Task instructions
A – In the Bitcoin article, how many of the 19 listed companies are from the US and Canada?
B – Retype the part of the Bitcoin article starting with "Further analysis conducted" and going on through "the above assets.".

Text section
===============

19 companies with a combined market capitalization of $1 trillion have more than $6.5 billion in Bitcoin
17.06.2021

19 companies with a combined market capitalization of $1 trillion have more than $6.5 billion in Bitcoin

By bit.team

A new analysis conducted by Nickel Digital Asset Management (Nickel), a specialized investment manager in Europe focused on the digital asset market, shows that 19 listed companies with a market capitalization of more than $1 trillion invested about $6.5 billion in Bitcoin.

Corporations Enter the Crypto Space

While seven companies bought Bitcoin in 2020, eight new entrants, including Tesla, purchased BTC in just the first four months of 2021. Although Tesla later suspended the use of Bitcoins as a means of payment for Tesla cars, they remained the holder of the cryptocurrency.

In these distributions, there is a noticeable bias in relation to the United States and Canada. Of the 19 listed companies, 13 are the US and Canadian companies, three are European, one is Turkish, one is from Hong Kong and one is Australian.

Nickel’s analysis shows that another 17 listed companies have bought Bitcoin without disclosing the full composition of their portfolio at this stage.

Further analysis conducted by Nickel reveals that a staggering $43.2 billion worth of Bitcoin is held through various closed bitcoin trusts and exchange-traded products. These investment funds hold these distributions on behalf of their clients, including a number of retail investors, asset managers, and (increasingly) institutional asset allocators.

The geography of these funds shows the same strong bias towards North America, with US and Canadian funds accounting for the overwhelming 65% of all the above assets.

A survey conducted earlier this year involving institutional investors and asset managers across Europe, who jointly manage more than $110 billion in assets, found that over the next two years, 81% expect an increase in the number of corporations using Bitcoin for their treasury reserves. Of these, about 29% expect a sharp increase in this trend.

Thus, the latest results fit well into the overall trend of increasing allocations to digital assets.

Anatoly Krachilov, co-founder and CEO of Nickel Digital, comments: “Recently, an increasing number of corporations have made significant multi-billion dollar contributions to Bitcoin as part of their treasury reserve strategies. This, combined with the confirmed inclusion of crypto assets in portfolio formation by leading global asset managers such as Paul Tudor Jones, Bill Miller, Raffer, and Guggenheim Partners, is a very important endorsement of Bitcoin’s new functionality for hedging against inflation”.

Institutionals are forced to seek salvation in Bitcoin

The Covid-19 crisis and the expansionary monetary policy pursued by central banks in response to the crisis have dramatically changed the outlook for paper currencies, raising the risk of its depreciation. This, combined with the Fed’s increasingly inflationary guidance, and the ever-increasing pile of negative-yielding $18 trillion in global bonds, has prompted many corporations to consider placing in alternative assets.

“Bitcoin is a unique non-discretionary asset, whose monetary policy is hard-coded at the core protocol level, and no one has the ability to inflate or change the number of units in circulation. It offers the essential attributes of an immutable and verifiable offering with a transparent and predictable release schedule. In addition, it is designed with important deflationary characteristics, due to which its supply predictably decreases by 50% every four years, as a result of a process known as halving. This makes it an attractive anti-inflationary asset for both many corporations and asset managers”.

The crypto asset space remains volatile as it goes through the early stages of the adoption stages. However, increased allocations by large institutional and corporate players are expected to reduce this volatility over time, thanks to the longer-term and more sustainable type of capital brought in by these investors, as well as a much larger pool of liquidity, in the size of the crypto ecosystem.

===============

The data
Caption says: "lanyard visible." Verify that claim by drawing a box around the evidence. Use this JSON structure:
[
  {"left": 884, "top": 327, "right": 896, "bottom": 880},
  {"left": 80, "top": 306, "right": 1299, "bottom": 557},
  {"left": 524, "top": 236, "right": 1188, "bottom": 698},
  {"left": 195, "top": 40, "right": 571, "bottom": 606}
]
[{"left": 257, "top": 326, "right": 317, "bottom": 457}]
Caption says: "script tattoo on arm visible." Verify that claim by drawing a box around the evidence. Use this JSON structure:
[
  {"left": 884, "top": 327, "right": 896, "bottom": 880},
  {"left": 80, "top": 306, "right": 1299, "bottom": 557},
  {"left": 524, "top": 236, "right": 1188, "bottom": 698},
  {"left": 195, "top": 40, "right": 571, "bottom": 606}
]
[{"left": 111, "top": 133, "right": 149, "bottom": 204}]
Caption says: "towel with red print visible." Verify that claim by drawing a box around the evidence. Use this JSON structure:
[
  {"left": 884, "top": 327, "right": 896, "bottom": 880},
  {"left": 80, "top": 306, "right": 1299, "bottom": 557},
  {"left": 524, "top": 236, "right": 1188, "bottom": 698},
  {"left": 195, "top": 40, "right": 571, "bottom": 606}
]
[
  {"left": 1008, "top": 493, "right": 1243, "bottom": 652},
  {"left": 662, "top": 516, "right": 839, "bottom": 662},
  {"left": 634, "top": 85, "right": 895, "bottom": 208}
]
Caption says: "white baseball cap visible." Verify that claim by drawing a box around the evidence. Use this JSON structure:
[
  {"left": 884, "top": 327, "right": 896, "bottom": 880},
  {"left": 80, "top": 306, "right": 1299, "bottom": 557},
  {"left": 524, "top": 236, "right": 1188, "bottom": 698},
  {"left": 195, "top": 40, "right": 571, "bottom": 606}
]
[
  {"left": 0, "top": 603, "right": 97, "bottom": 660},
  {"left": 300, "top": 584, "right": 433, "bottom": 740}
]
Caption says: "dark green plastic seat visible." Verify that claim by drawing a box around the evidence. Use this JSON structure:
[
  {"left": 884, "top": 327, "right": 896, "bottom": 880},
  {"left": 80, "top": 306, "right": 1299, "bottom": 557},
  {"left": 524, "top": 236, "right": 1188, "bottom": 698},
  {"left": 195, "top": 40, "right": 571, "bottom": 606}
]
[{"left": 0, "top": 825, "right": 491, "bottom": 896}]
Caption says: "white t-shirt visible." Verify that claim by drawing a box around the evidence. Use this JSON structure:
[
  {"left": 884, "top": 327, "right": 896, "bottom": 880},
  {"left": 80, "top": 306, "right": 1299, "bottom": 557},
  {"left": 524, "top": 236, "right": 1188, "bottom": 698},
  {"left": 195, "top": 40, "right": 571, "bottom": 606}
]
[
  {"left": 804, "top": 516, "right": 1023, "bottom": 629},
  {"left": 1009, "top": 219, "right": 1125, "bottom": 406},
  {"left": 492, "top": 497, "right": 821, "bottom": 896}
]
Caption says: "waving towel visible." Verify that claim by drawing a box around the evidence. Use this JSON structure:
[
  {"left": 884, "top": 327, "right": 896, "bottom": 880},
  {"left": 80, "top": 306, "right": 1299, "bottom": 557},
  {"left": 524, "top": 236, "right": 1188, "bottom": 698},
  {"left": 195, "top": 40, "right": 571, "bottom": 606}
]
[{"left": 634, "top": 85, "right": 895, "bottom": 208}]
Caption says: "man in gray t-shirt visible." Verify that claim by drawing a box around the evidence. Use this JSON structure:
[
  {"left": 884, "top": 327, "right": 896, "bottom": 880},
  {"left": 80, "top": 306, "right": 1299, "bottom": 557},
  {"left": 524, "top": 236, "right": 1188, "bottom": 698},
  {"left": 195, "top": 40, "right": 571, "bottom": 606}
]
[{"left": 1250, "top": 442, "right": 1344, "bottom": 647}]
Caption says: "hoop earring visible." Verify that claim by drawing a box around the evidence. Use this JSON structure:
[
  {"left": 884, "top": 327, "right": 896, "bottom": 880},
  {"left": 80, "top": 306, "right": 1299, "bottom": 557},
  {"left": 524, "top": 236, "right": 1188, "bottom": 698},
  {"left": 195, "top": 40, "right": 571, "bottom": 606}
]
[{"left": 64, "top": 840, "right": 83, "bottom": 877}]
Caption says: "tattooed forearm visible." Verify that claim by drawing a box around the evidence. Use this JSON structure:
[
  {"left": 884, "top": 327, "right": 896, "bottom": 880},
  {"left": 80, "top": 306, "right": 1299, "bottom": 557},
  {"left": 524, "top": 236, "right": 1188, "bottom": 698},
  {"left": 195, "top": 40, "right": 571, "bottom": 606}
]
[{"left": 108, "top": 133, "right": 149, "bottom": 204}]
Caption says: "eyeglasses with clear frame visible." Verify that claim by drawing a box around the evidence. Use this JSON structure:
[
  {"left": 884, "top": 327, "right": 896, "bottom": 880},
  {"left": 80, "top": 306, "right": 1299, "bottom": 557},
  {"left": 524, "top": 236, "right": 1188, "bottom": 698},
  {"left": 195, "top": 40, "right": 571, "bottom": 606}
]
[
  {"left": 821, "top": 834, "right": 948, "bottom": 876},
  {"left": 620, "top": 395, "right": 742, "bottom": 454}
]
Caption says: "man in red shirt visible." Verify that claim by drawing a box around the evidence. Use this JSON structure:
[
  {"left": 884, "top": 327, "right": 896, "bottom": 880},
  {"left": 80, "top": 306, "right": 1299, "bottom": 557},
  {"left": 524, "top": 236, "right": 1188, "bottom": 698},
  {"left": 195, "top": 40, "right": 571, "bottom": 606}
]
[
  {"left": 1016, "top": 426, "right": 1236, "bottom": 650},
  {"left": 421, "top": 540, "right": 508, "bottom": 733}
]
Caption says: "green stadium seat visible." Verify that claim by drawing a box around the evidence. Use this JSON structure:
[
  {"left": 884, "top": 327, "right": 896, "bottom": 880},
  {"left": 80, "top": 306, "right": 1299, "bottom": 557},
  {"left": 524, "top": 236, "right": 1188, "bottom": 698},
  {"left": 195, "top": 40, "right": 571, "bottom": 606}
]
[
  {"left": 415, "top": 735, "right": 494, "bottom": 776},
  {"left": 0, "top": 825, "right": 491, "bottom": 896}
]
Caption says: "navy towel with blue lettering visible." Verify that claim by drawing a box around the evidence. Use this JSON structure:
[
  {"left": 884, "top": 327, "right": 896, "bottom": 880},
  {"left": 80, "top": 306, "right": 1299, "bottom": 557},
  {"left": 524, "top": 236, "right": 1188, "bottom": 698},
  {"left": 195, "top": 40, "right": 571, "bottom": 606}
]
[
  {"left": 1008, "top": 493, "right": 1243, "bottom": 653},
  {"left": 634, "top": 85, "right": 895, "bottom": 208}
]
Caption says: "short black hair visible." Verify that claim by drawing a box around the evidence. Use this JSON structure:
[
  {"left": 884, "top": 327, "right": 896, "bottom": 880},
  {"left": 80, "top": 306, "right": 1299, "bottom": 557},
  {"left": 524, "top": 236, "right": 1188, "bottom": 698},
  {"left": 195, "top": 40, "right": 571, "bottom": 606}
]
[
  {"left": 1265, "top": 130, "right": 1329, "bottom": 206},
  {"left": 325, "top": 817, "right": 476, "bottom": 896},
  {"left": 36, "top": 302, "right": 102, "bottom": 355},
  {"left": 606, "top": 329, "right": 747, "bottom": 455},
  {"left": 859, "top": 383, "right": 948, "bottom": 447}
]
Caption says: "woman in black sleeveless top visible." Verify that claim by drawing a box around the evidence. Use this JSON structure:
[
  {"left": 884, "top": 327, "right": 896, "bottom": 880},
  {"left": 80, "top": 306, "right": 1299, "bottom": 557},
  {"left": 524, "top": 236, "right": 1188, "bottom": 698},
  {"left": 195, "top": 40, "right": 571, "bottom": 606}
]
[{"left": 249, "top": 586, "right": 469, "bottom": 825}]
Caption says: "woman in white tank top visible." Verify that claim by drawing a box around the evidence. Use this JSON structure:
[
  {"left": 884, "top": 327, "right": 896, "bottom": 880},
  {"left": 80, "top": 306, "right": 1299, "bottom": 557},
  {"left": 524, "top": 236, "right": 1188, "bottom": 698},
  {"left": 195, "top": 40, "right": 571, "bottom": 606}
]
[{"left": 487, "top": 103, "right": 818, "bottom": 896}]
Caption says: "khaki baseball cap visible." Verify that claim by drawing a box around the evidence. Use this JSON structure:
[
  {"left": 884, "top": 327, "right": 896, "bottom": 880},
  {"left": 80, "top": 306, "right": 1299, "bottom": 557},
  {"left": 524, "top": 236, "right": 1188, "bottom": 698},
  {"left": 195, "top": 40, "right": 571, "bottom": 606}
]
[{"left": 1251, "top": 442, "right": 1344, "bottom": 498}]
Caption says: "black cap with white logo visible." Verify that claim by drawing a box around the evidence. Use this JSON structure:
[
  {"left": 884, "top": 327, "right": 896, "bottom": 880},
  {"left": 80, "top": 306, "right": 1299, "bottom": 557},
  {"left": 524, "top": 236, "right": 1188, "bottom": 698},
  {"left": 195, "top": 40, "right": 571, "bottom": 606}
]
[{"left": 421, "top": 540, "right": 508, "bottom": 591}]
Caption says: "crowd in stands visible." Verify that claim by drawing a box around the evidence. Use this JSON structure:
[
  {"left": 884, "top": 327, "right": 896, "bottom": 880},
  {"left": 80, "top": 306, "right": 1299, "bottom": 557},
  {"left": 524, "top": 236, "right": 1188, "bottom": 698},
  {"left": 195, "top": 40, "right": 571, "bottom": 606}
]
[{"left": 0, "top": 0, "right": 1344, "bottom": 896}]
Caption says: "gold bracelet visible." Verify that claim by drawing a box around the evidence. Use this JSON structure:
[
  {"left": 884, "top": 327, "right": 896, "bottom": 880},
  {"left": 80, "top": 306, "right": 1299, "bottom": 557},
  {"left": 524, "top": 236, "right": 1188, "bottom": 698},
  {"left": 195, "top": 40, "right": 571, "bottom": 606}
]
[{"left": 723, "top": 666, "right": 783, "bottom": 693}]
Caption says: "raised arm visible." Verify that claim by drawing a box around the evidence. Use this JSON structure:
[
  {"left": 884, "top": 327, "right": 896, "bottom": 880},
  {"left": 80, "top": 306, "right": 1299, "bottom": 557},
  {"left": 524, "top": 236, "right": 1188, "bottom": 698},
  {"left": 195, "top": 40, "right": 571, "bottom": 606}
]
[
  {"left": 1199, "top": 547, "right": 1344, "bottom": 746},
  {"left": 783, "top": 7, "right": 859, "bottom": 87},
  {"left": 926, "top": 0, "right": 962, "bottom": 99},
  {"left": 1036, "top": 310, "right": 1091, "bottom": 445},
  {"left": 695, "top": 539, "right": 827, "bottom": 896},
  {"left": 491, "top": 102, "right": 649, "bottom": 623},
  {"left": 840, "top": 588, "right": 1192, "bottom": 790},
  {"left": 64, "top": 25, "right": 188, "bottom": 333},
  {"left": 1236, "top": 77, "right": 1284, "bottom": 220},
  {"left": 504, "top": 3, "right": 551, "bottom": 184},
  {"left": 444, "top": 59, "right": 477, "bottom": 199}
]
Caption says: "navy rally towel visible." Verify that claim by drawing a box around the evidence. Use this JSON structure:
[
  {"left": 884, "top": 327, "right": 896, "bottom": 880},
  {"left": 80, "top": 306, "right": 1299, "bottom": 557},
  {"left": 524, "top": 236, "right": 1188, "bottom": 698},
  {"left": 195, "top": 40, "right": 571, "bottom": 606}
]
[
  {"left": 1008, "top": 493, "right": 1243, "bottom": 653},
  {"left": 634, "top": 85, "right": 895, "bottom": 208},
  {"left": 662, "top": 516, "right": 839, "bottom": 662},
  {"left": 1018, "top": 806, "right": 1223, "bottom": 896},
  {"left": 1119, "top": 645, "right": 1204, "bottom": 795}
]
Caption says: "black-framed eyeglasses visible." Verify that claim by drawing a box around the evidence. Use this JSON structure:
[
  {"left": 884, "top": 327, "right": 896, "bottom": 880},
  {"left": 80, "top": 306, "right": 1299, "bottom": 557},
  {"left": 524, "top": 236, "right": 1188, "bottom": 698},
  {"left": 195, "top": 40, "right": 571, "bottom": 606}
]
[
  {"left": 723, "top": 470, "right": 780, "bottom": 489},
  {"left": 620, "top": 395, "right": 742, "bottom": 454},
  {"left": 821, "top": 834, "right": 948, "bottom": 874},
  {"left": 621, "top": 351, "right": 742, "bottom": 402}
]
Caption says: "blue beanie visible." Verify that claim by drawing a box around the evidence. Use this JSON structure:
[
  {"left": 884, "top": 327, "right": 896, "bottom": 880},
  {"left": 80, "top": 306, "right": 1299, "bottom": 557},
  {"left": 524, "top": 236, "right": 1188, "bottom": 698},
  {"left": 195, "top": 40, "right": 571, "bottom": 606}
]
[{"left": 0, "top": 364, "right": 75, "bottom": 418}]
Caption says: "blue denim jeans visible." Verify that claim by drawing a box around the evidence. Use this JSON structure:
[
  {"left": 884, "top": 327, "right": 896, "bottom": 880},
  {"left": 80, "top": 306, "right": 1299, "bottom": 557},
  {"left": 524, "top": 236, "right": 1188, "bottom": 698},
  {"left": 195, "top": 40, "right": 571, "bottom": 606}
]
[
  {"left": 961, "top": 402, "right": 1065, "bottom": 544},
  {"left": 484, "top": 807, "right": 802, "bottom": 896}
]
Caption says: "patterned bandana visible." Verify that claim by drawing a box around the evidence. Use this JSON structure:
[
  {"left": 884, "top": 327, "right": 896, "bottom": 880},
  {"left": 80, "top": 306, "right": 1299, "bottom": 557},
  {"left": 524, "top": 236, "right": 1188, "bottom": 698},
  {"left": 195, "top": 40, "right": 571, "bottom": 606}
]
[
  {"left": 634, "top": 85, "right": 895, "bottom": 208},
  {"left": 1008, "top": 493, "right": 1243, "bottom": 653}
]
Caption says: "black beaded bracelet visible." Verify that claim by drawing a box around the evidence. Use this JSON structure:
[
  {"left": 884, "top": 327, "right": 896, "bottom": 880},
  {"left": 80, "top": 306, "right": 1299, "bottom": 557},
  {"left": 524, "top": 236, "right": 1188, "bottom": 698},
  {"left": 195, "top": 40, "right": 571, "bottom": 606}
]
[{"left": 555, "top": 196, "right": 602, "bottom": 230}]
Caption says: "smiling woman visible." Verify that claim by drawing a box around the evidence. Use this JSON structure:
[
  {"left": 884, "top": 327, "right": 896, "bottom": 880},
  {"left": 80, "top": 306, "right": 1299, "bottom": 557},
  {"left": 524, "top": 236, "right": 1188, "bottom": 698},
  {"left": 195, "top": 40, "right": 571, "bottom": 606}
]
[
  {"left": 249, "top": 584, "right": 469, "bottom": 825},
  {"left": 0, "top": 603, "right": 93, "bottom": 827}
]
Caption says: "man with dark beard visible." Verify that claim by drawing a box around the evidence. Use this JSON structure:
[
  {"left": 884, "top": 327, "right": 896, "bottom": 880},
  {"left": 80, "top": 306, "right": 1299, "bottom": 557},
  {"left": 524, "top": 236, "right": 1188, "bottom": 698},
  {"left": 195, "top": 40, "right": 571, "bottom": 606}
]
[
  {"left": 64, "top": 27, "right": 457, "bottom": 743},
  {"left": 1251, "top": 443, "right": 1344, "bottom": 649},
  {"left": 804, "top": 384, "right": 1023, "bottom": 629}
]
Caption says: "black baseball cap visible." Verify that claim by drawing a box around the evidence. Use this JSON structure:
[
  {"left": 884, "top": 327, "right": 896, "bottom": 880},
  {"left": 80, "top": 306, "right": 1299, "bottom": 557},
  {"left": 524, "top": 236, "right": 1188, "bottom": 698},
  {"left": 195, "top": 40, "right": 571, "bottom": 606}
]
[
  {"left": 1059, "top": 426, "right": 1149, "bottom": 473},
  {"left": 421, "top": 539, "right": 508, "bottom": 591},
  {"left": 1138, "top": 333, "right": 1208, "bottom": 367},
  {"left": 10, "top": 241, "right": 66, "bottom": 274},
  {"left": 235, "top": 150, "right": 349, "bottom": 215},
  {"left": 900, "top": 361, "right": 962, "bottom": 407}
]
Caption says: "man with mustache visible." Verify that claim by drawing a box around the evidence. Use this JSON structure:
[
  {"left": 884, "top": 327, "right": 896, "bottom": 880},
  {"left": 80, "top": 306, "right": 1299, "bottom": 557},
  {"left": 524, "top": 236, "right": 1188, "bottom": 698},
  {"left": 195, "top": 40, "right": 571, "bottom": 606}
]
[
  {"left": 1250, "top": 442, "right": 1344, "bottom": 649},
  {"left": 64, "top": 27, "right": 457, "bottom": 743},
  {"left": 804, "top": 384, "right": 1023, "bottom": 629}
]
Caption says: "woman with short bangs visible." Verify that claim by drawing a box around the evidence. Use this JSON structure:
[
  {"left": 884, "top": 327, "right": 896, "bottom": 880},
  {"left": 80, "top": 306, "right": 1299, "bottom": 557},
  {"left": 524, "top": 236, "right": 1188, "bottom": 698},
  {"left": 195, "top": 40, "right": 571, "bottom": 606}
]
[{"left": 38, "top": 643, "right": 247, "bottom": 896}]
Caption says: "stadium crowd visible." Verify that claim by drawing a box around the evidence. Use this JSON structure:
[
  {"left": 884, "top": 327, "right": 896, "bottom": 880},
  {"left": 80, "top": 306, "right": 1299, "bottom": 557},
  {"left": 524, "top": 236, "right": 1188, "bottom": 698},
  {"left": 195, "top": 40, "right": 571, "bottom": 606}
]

===============

Your responses
A – 13

B –
Further analysis conducted by Nickel reveals that a staggering $43.2 billion worth of Bitcoin is held through various closed bitcoin trusts and exchange-traded products. These investment funds hold these distributions on behalf of their clients, including a number of retail investors, asset managers, and (increasingly) institutional asset allocators.

The geography of these funds shows the same strong bias towards North America, with US and Canadian funds accounting for the overwhelming 65% of all the above assets.